**What is expected**
Please produce a character-exact copy of the listing that follows, omitting all images.

**Data supplied**
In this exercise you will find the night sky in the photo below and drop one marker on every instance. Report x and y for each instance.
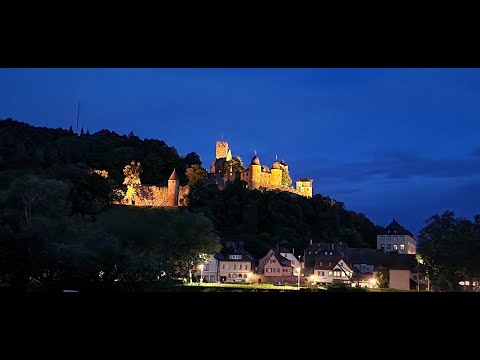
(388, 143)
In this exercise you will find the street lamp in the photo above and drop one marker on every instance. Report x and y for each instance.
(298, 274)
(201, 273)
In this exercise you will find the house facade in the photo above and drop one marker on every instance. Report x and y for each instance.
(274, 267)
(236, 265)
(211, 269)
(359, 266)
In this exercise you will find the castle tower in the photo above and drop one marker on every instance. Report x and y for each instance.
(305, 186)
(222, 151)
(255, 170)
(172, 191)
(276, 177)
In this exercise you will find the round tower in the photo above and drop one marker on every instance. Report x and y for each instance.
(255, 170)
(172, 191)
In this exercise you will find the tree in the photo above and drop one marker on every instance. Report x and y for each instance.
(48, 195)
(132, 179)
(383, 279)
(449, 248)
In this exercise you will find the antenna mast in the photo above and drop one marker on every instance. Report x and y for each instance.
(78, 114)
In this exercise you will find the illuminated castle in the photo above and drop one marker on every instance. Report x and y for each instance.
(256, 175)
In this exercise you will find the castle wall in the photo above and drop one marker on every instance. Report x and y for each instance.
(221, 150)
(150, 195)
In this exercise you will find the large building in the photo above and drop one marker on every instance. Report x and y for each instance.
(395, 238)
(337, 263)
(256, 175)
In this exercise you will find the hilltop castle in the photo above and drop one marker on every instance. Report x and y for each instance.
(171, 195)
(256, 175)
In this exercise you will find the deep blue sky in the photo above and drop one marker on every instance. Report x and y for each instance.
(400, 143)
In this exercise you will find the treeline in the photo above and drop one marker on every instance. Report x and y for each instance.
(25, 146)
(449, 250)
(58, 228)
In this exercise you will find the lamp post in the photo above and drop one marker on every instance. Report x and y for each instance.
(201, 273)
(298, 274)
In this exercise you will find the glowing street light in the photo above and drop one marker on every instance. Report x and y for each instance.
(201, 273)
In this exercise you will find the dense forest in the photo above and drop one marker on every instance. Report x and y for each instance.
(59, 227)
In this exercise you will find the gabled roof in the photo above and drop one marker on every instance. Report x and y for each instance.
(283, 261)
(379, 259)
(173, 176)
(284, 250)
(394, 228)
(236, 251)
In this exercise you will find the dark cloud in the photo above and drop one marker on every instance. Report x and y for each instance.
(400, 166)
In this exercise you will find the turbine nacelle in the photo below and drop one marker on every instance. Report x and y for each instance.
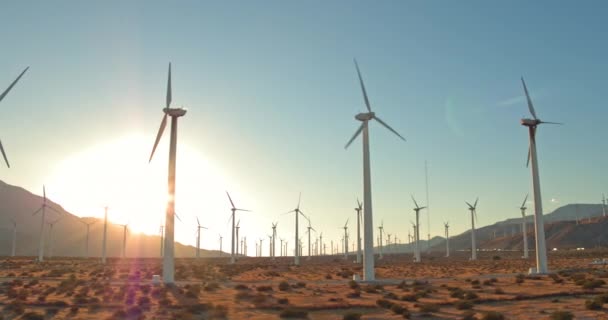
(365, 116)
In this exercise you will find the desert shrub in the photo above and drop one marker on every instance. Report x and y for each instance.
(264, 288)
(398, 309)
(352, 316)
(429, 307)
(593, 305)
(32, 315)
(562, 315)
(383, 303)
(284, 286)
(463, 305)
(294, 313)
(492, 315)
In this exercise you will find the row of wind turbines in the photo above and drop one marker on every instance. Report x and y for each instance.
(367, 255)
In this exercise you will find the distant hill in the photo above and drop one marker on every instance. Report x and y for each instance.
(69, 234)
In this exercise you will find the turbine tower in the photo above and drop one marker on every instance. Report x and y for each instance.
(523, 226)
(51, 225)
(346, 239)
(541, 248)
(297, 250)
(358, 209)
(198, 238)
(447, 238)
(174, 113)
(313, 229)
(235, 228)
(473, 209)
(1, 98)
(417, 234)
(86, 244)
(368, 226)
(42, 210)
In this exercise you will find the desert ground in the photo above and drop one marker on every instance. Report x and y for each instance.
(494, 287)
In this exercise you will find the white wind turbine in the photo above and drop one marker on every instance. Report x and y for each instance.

**Solution**
In this exercise you will find the night sky in the photo below and drop one marker on every instance. Report x and y for each instance.
(388, 143)
In this exercise you will find the street lamp in the photo above and drop one marker on every instance. Report x and y for each instance.
(298, 274)
(201, 273)
In this exercise you will find the house facade in the photo above and drop one marker on every instance. Report x and y for each instance.
(274, 267)
(236, 265)
(211, 269)
(359, 266)
In this exercise you will find the castle tower in the photo above and drop one marker on every instance. Report x and y for each instance.
(305, 186)
(222, 151)
(255, 170)
(172, 191)
(276, 177)
In this exercise you will find the round tower in the photo above and drop one marker on every instance. Report x and y for each instance.
(255, 170)
(172, 191)
In this exercise you will find the tree in the photo above and drop one marker on every instance. Report x and y for each instance.
(48, 195)
(132, 179)
(383, 279)
(449, 248)
In this exercise you will find the antenna mast in the photo above and drop one marker on every instance. Report x and y for each instance.
(78, 114)
In this exercise you will find the illuminated castle in the photo above and drop one marker on every instance. Report x and y for each instance.
(256, 175)
In this exercise you will find the castle wall in the photo above and drop one marker on every instance. Report x and y for each instance.
(221, 150)
(150, 195)
In this exercise you will find the large building in the photo above and drop one marker on every instance. Report x and y for each instance.
(395, 238)
(337, 263)
(256, 175)
In this exercise you will find the hilltop castle in the photo above and drop one marker on every instance. Report x and y for each instance.
(171, 195)
(256, 175)
In this exercise you will find the deep blue sky in the photo above and drop one marker on every instance. Report x and y for each instance.
(400, 143)
In this exercise you will find the treeline in the photo above and drop one marker on every instance. Report x and y for each instance.
(25, 146)
(449, 250)
(58, 228)
In this exercise you will find the lamp post in the photo above and drop one marker on every instance. Report x and y for each instance.
(201, 273)
(298, 274)
In this exercise you will find the glowing street light in the photo above and drop one marker on every instance. Report x and y for each instance.
(201, 273)
In this exercise you will find the dense forest in the photo above and drop one marker on every instance. Report x and y for each instance.
(59, 227)
In this exercise you will find the gabled roof in the photo above and drop one marker on every instance. Report x and y for each instance.
(283, 261)
(379, 259)
(173, 176)
(284, 250)
(394, 228)
(236, 251)
In this exercise you will find the dark cloud in the photo above and drop one marker on every instance. Report x and y for each instance.
(400, 166)
In this exercise you will find the turbine nacelle in the photo below and drop one marker on every instance. Report x and y for each instance.
(365, 116)
In this exercise you will find the desert shrub in the photo above and drop one marker on every instance. Report x and y for each instance.
(264, 288)
(398, 309)
(352, 316)
(429, 307)
(593, 305)
(32, 315)
(562, 315)
(383, 303)
(284, 286)
(463, 305)
(294, 313)
(492, 315)
In this exercise you will find the row of wind turbines in the photo above and drop one marker on every instance. Report x and y for each instance.
(367, 255)
In this exercise you will find the distant hill in the photo above and drop one marker on every instance. Report x and y for each instance.
(69, 234)
In this exercise you will find the turbine tower in the photo above and drop one marker on every instance. Report x and y for each instance.
(523, 226)
(51, 225)
(346, 239)
(541, 248)
(297, 250)
(358, 209)
(198, 238)
(447, 238)
(174, 113)
(313, 229)
(235, 228)
(473, 209)
(1, 98)
(417, 234)
(86, 244)
(368, 226)
(42, 210)
In this exercise you will find the desert ground in the photo above and drop one marker on every instance. Report x and y for each instance.
(494, 287)
In this exercise you will find the white wind turbine in the photo above and drop one marker on every instance. Report x and y for each instance.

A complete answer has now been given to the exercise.